**ENTRIES PROVIDED**
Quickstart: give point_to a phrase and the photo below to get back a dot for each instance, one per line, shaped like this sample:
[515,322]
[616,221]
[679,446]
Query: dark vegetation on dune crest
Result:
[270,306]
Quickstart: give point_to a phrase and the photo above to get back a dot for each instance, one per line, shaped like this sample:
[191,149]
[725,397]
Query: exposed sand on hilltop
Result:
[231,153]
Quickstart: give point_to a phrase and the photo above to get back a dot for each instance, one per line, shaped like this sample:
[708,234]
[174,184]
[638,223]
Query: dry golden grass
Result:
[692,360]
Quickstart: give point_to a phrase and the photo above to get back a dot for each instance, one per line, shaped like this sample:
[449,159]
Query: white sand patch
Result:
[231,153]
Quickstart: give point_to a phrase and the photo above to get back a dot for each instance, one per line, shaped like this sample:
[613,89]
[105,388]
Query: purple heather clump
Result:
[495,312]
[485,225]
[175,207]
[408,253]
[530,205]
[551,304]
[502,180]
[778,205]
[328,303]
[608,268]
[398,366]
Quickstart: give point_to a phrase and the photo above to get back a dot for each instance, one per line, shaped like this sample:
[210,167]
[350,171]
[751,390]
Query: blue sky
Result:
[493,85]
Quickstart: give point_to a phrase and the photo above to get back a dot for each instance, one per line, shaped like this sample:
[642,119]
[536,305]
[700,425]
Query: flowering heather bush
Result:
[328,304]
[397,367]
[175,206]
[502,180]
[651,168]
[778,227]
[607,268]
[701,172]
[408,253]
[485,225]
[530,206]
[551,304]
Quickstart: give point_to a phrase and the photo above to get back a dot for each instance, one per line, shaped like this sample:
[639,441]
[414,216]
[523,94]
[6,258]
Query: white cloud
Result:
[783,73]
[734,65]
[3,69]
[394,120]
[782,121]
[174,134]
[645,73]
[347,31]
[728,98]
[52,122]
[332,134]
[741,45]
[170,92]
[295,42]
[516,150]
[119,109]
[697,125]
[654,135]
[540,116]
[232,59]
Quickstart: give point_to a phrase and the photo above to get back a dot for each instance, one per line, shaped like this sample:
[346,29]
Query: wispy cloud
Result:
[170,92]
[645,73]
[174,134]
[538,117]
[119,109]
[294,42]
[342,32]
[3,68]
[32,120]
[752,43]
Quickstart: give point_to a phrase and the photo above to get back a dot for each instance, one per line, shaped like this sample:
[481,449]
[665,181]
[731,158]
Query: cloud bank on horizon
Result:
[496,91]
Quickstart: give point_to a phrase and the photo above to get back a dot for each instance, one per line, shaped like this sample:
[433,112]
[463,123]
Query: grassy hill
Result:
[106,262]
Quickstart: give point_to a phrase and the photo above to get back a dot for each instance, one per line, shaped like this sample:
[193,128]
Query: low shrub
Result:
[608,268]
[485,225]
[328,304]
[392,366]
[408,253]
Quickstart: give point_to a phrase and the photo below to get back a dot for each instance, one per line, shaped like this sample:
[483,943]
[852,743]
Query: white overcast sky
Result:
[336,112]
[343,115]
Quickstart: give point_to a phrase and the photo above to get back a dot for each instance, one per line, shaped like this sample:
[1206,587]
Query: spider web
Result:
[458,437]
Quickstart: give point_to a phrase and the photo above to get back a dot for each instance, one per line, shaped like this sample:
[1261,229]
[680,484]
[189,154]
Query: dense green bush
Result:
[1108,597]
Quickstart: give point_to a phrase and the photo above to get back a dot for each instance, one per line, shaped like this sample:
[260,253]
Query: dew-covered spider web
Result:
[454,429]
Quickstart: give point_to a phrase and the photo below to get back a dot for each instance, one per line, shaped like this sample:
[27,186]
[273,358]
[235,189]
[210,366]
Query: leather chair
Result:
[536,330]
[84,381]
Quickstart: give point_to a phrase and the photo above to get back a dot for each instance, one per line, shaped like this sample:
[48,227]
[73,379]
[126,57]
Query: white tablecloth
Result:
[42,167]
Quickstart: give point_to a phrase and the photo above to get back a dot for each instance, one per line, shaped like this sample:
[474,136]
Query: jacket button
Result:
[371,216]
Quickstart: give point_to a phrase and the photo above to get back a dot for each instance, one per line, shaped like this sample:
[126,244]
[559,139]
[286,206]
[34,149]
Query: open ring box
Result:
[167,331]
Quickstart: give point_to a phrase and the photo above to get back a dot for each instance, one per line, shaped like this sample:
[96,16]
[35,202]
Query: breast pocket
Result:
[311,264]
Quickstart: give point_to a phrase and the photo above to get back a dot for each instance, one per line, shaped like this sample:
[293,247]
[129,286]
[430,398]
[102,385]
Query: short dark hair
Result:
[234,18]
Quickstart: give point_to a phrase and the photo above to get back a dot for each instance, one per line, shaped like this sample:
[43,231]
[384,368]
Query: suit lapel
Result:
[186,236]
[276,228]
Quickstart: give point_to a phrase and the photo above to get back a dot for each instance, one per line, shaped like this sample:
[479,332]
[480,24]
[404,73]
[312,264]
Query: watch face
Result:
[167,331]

==

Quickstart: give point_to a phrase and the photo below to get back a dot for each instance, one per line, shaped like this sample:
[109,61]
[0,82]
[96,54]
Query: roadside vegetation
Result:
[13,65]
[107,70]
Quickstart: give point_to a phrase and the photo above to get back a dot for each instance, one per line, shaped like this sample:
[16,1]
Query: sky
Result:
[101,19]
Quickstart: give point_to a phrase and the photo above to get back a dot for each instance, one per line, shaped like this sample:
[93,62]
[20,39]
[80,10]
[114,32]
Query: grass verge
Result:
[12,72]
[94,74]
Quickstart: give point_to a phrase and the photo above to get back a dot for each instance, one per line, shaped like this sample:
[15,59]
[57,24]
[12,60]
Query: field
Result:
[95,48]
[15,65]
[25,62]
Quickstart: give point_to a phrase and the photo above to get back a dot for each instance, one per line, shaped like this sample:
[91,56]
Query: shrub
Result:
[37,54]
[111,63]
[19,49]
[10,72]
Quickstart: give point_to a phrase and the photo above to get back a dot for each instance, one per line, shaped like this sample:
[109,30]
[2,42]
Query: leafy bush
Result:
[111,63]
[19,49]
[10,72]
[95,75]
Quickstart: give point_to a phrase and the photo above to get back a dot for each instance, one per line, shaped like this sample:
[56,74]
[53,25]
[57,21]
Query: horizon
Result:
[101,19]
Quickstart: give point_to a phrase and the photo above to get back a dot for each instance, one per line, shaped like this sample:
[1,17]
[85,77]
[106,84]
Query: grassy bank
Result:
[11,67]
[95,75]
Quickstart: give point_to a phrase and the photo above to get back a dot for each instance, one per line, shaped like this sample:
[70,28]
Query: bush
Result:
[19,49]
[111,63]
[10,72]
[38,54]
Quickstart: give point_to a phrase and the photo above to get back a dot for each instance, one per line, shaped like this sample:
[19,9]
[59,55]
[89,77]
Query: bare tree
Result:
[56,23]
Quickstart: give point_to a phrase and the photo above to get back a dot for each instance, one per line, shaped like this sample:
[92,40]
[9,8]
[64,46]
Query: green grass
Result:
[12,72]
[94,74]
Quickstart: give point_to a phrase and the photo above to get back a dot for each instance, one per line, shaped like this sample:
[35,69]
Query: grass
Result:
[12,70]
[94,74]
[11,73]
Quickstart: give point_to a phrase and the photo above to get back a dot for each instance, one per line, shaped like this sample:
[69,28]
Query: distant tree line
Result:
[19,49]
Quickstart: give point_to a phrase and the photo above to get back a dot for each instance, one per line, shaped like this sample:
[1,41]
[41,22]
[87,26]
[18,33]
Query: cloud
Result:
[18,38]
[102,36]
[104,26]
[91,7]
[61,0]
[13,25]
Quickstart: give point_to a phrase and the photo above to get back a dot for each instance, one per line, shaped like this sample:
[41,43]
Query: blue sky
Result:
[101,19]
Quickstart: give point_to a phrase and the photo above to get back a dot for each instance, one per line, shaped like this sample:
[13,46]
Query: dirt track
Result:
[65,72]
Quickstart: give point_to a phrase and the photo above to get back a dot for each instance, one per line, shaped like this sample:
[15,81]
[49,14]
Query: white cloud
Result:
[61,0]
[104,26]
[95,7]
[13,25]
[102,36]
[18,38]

**TRY IT**
Read the entries and select each line where the word "vegetation" is found.

**RESULT OF THE EXERCISE**
Query: dark vegetation on dune crest
Query: roadside vegetation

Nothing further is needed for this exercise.